What is asked
Which lines in the records below contain the string "lawn", matching case exactly? List each of those lines in full.

Working data
══════════
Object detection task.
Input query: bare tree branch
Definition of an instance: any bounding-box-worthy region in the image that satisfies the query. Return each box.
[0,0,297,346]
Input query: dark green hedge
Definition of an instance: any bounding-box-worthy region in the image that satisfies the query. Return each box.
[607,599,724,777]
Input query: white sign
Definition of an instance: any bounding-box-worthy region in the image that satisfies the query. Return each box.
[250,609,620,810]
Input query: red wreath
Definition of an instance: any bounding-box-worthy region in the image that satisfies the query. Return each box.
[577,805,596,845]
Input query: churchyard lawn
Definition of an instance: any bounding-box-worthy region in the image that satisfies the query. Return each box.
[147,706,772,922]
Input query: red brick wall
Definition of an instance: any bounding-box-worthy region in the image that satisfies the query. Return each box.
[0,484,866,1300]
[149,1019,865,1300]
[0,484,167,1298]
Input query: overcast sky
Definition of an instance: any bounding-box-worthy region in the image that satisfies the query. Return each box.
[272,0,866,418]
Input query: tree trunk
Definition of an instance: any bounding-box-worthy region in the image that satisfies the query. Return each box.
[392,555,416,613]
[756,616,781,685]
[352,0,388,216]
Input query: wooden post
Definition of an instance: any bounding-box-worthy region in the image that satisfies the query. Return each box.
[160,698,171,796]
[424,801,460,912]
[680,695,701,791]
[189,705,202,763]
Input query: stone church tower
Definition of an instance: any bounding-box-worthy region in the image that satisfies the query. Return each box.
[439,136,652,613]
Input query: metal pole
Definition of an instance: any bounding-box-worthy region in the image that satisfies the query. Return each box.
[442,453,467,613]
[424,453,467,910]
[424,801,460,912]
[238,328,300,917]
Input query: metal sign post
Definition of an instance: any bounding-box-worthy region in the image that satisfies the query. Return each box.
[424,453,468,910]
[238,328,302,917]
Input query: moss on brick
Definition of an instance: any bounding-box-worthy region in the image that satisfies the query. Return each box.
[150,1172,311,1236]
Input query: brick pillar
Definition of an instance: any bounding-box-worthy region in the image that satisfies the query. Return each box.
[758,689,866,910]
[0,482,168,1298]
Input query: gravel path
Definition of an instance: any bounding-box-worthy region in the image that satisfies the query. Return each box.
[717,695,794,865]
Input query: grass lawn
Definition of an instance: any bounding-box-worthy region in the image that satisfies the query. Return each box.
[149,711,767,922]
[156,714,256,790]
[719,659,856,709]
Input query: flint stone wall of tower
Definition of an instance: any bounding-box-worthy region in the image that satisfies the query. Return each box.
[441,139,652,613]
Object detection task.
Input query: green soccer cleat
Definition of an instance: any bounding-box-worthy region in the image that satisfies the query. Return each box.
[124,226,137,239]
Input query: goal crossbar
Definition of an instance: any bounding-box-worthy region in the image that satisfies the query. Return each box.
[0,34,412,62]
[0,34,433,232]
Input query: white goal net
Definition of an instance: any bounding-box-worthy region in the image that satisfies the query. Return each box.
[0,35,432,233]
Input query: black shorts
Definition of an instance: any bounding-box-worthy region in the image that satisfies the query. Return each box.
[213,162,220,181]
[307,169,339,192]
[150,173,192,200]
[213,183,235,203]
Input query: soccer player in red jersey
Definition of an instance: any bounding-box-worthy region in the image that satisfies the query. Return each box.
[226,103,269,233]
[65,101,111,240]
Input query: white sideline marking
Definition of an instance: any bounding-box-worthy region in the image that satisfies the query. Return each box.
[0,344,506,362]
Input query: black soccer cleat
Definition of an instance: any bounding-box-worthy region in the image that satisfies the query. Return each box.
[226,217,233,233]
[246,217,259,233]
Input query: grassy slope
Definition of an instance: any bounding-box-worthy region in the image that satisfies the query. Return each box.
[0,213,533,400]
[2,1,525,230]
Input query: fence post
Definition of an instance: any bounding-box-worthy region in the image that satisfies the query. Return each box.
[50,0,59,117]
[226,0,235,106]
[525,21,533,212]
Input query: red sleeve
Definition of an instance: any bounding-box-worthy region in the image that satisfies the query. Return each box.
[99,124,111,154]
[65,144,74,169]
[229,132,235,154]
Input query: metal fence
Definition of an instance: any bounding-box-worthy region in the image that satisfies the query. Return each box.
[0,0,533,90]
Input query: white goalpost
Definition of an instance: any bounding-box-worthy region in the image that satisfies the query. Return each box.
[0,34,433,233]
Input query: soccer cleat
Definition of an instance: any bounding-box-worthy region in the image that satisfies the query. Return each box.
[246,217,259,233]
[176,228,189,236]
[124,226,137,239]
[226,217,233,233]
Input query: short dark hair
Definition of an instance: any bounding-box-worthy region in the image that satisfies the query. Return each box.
══════════
Solved exercise
Input query: churchyard lawn
Input query: grass lawn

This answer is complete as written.